Source data below:
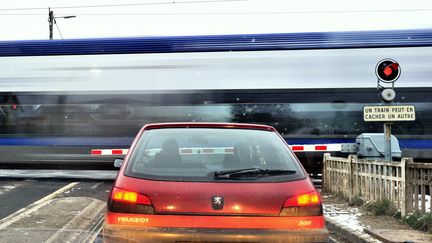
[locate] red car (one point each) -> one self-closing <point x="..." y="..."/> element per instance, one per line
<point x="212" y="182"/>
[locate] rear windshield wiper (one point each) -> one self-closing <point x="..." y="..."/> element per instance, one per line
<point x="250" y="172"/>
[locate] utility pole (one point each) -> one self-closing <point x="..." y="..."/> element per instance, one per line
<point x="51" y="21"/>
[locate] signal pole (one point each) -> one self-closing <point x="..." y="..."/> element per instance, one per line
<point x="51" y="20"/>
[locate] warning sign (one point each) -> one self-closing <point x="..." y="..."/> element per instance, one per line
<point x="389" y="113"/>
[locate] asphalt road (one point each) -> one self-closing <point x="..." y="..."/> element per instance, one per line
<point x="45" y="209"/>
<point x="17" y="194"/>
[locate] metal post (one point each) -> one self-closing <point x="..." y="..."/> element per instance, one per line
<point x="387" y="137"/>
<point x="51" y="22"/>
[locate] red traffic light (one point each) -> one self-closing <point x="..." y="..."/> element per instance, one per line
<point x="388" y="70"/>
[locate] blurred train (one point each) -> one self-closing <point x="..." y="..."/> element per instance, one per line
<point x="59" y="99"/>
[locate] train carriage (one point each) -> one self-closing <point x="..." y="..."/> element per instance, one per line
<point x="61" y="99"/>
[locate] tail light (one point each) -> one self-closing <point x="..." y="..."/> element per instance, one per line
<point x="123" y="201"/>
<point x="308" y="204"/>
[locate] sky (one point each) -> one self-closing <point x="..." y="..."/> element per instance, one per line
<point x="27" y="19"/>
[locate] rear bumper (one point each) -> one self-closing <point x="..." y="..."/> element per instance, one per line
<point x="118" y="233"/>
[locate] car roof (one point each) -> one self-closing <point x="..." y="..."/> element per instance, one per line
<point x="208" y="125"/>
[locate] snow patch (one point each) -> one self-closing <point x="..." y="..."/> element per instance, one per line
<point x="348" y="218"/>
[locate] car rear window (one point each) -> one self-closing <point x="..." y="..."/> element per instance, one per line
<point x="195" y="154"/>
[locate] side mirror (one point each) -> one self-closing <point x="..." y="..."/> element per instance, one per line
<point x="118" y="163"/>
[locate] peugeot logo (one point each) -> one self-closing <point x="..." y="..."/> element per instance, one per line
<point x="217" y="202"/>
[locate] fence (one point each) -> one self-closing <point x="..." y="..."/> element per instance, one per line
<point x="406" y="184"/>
End of Source data.
- What is required -
Repeat the material above verbatim, with no pictures in the output.

- The completed task -
[locate] red car (one point each) -> one self-closing <point x="..." y="..."/> element per instance, one per line
<point x="212" y="182"/>
[locate] rear windshield wiper (one point each) -> one self-closing <point x="..." y="..."/> element per instance, one per line
<point x="250" y="172"/>
[locate] utility pole (one point each) -> one self-closing <point x="..." y="..."/> element per instance, one per line
<point x="51" y="21"/>
[locate] signal pole (one point each) -> one self-closing <point x="..." y="..."/> element per instance, one per line
<point x="51" y="20"/>
[locate] warning sign (one point each) -> one self-closing <point x="..." y="..."/> element per instance, one per line
<point x="389" y="113"/>
[locate] asphalt road (one point each) -> one self-closing <point x="..." y="..."/> element per instance, one per line
<point x="45" y="209"/>
<point x="17" y="194"/>
[locate] metal post (one point each) -> one self-closing <point x="..." y="..."/> element per instance, one per line
<point x="387" y="137"/>
<point x="51" y="22"/>
[locate] red traffic light (one point each) -> one self-closing <point x="..." y="..."/> element per instance, one per line
<point x="388" y="70"/>
[locate] blurred train (one point each) -> one self-closing <point x="..." y="..."/> element per instance, one per line
<point x="59" y="99"/>
[locate] train carriage (one point each) -> one self-closing <point x="..." y="..."/> element per instance, one per line
<point x="61" y="99"/>
[locate] tail light (one point each) -> one self-closing <point x="..." y="..."/> element per instance, one per line
<point x="123" y="201"/>
<point x="308" y="204"/>
[locate] sky (one point each) -> one self-closing <point x="..." y="..."/> element per instance, one per line
<point x="27" y="19"/>
[locate] rear bumper (one point each) -> one self-closing <point x="..." y="..."/> element per instance, one per line
<point x="118" y="233"/>
[locate] car roof (one point each) -> one self-closing <point x="..." y="..."/> element per instance, one per line
<point x="208" y="125"/>
[locate] snow patch (one point each) -> one self-closing <point x="..." y="..."/> element per instance, one per line
<point x="348" y="218"/>
[locate] car rear window (one point each) -> one self-closing <point x="..." y="..."/> element per instance, one per line
<point x="195" y="154"/>
[locate] side mirror (one point each) -> one self-closing <point x="..." y="..."/> element per instance, one per line
<point x="118" y="163"/>
[locate] peugeot logo (one point each) -> one self-closing <point x="..." y="..."/> element per instance, one per line
<point x="217" y="202"/>
[locate] fence (one point each) -> one self-closing <point x="..." y="..."/> element per instance, one per line
<point x="406" y="184"/>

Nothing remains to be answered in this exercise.